(WRITTEN TASK 1)
Answer these questions about the post on consent:
(a) Whose social norms does the writer say the expectation of explicit consent before any physical contact seems centered around?
(b) Which factors does the writer name as possibly more important than consent in some contexts?
(c) What does the writer say a rigid ethical rule or set of rules is a poor substitute for?

(PASSAGE TO READ)
____________________

I have also observed the “callout” being used in a similarly manipulative fashion, but it’s important to distinguish feeling challenged on your behaviour or preconceptions from feeling shitty because someone is using political point-scoring to give a veneer of respectability to a personal attack. 

related: I’ve been thinking about how the culture of active consent has some yuck permutations.  especially, there’s this idea that verbal consent for physical contact is A+ and everything else is a bit dodgy.  firstly, I don’t actually know if I agree that it’s a reasonable expectation that everyone get explicit consent before making any form of physical contact. it seems kind of centred around the physically distant social norms of the Anglo-Saxon middle class.  maybe feeling uncomfortable because someone pulls you into a hug and kisses your cheek has a fair component of culture clash?  something to consider.  secondly, I don’t know if I agree that consent is a good first principle with which to navigate all of life; it’s certainly always relevant, but I think there might be other factors that are more important in some contexts, like justice or harm or social inclusion.  I am kind of uncomfortable with, say, the aforementioned unwanted cheek-kiss being distinguished from rape only in the degree of violation.   thirdly, I disagree that verbal models of consent are inherently more navigable for the person who’s being asked for consent.  to take a (for me) fairly trivial example, if someone asks me explicitly for a hug, I feel weird saying no.  but if they raise their arms and look at me questioningly, it’s a lot easier to just ignore that if I don’t feel like a hug.  it’s really really hard for a lot of people to say no to a direct request, and I’ve more than once seen pseudo-radical sleazebags use that reluctance to their advantage.  many if not most social interactions in the world I live in are full of requests and acceptance and rejection that are entirely implicit.  while it’s possible that this in itself is a culture that needs to change, that’s kind of irrelevant: it’s the reality many many people are operating within.  when a request’s explicit, it can seem more necessary, more urgent, more selfish to refuse than its manifest content might indicate.  there is no such thing as a form of communication with no latent meaning, anyway.  I think a lot of discussion around consent is dishonest about this reality.  I think this over-valuation of supposedly open  communication, and a lack of examination of the actual purpose and effect of such communication, happens in a few other contexts as well.   (I honestly think it’s often some weird unexamined Western Enlightenment Foucauldian-confession thing.)

of course, I’m not saying that verbal consent is wrong and everybody just needs to learn to read social cues: such a prescription has its own shortfalls (potential lack of clarity, cultural specificity of implicit cues, etc).  I guess what I’m saying is what I always say: a rigid ethical rule or set of rules is a poor substitute for compassion, a reasonable degree of other-centredness, and an observant nature. 

(via upmountains)

____________________

(WRITTEN TASK 2) Locate each line in the rows below that contains the word "instance" and copy those lines out.

Stored data entries

____________________

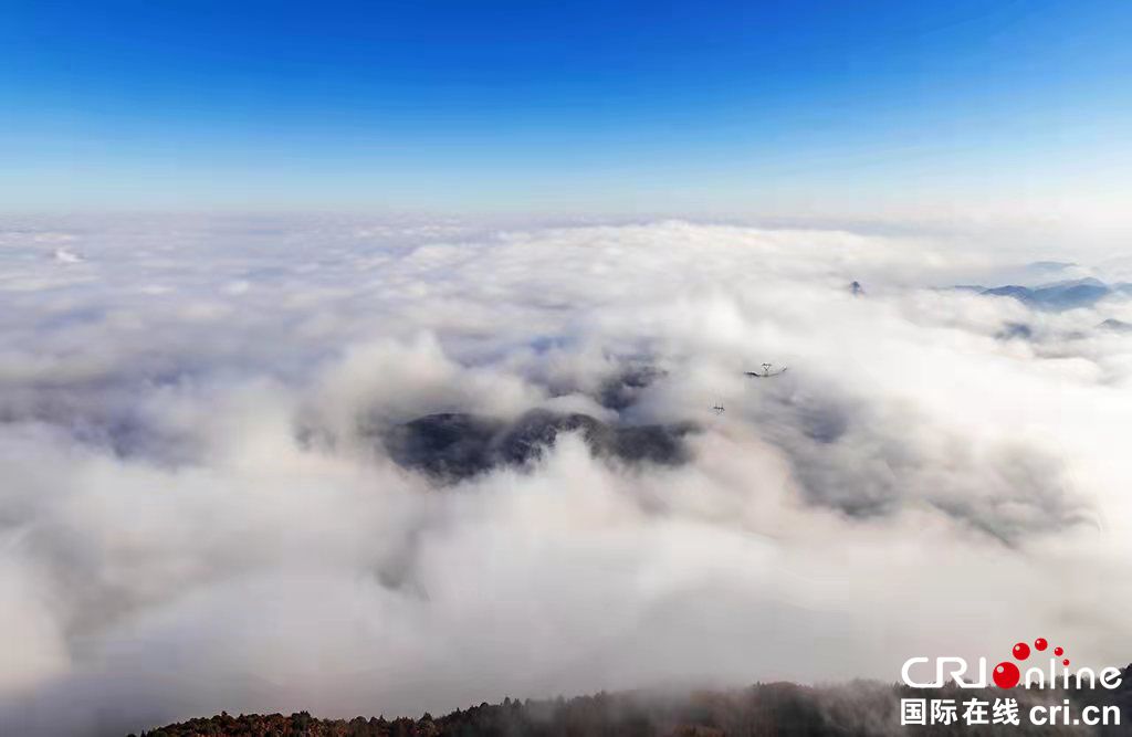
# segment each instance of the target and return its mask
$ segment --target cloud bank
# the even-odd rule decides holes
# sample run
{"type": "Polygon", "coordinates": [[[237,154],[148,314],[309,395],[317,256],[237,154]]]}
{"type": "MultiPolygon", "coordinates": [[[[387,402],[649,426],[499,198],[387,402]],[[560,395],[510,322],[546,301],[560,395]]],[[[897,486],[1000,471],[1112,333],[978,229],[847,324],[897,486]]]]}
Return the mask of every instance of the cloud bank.
{"type": "Polygon", "coordinates": [[[0,731],[894,680],[1032,636],[1127,659],[1132,302],[952,289],[1120,262],[687,222],[0,231],[0,731]]]}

____________________

(CORRECT RESPONSE 1)
(a) The physically distant social norms of the Anglo-Saxon middle class.
(b) Justice, harm, and social inclusion.
(c) Compassion, a reasonable degree of other-centredness, and an observant nature.

(CORRECT RESPONSE 2)
# segment each instance of the target and return its mask
Return the mask of every instance of the cloud bank.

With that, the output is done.